Give every entry again, unchanged, and leave its images out.

>> Begin

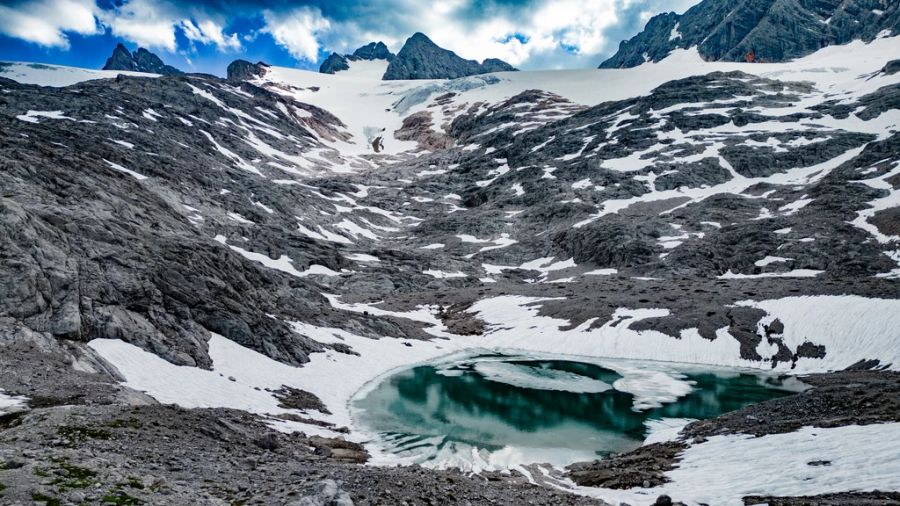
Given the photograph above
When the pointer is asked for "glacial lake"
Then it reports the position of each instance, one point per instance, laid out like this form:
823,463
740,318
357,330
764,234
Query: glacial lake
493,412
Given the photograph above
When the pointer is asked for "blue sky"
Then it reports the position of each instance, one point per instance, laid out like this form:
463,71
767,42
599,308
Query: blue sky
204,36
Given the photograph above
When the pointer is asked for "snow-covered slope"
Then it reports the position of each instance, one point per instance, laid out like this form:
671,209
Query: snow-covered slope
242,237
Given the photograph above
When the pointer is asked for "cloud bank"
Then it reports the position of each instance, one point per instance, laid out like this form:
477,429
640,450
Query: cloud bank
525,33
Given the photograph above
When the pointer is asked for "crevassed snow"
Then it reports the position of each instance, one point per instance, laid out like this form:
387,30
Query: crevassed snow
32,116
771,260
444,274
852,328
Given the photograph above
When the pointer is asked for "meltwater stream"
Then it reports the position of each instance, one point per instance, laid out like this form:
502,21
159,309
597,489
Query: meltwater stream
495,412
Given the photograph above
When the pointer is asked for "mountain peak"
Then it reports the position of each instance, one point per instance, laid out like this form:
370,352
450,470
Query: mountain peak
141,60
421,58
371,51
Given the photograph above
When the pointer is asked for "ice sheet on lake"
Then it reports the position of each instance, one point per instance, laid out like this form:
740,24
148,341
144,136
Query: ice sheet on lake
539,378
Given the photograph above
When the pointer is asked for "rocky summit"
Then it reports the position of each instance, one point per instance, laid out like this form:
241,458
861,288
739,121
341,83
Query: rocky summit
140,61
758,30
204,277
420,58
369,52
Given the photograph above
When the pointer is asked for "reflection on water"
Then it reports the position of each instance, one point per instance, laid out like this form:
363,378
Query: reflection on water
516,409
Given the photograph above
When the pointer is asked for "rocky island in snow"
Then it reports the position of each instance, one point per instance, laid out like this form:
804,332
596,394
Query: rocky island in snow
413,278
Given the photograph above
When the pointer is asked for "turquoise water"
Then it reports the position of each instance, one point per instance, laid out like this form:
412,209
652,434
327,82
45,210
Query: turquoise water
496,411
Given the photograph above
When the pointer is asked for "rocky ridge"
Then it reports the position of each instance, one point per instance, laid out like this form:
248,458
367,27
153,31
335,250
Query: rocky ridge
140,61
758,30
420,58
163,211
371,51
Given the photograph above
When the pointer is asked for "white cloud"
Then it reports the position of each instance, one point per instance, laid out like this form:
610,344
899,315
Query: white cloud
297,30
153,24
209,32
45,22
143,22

>> End

## COMPLETED TASK
Given the photograph above
When the pointer is asked for "glacial lake"
Then it reports the position of each instance, one point per instance, laid out like this form:
823,463
740,318
357,330
764,234
Query: glacial lake
493,412
Given the photograph above
When the pointer is asked for "blue sky"
Then it reports the position of each instance, one point per instance, laid out like this form:
463,71
767,42
599,308
Query: blue sky
204,36
Given the photograph above
When the pointer is asked for "snow-covered slope"
Then it reports the position of each instance, one point per instance, laid out like this form:
671,209
Query: snow-covered slope
242,237
Given the photograph above
When the pointer is asked for "cloud bank"
Then it reports the position of each instance, one point per instance, laid out like this form:
477,429
640,450
Query: cloud bank
525,33
Given the photograph above
When the pointer is asked for "crevassed snow"
Then it reports the position of each instance, one point per instance, laid out like this form:
387,30
Query: crevassed snow
32,116
771,260
444,274
852,328
Given the photograph above
When the pointer is asked for "meltwater stream"
Then it reports the position of each instance, one point per instance, laid out like this form:
502,21
159,309
597,489
Query: meltwater stream
495,412
Given the photograph above
When the pointer is asked for "mountain peak"
Then it reports the position of each instance, one point per instance, laid out like this form:
370,352
450,470
Query: mountain peak
141,60
421,58
371,51
Given the photograph above
When the pointer is asked for "ice sheet on lake"
Then it reports the position of each instance, one point per instance, laid out like this form:
740,24
148,341
144,136
Query: ice sheet on lake
539,378
Given the photograph above
When the pointer is asked for "rocky summit"
Then it reports the position of each instance, one point per instance, laid out like this form:
241,458
861,288
739,121
341,83
Query: rocky summit
140,61
758,30
204,277
420,58
369,52
Given the photograph above
When the pointer is asked for "reflection on water"
Then it reports the position of each instance, one point per instance, laid out like this form:
363,378
Query: reflection on water
516,409
Given the photograph above
When the pointer is asked for "rocky island in snow"
Then it reports the position of each instance, one point per instance, laid out like this form:
804,332
596,394
Query: rocky island in snow
413,278
Given the photograph above
When the pointer is asked for "turquoise water"
Then it reports the position of each instance, one point per instance, laid out like this form:
412,209
652,434
327,82
45,210
Query: turquoise water
496,411
Given the photograph above
When the pointer is asked for "rocky ridge"
Then it reports the position of each instance, one point per instance, laid out like this form:
248,458
367,27
153,31
335,250
Query: rocky ridge
140,61
758,30
420,58
163,211
371,51
Given the photograph above
When the pointer is asked for "white cloud"
Then it reports the position of each instance, one point per instance, laid out like this form:
610,344
899,315
Query: white cloud
297,30
153,24
209,32
45,22
143,22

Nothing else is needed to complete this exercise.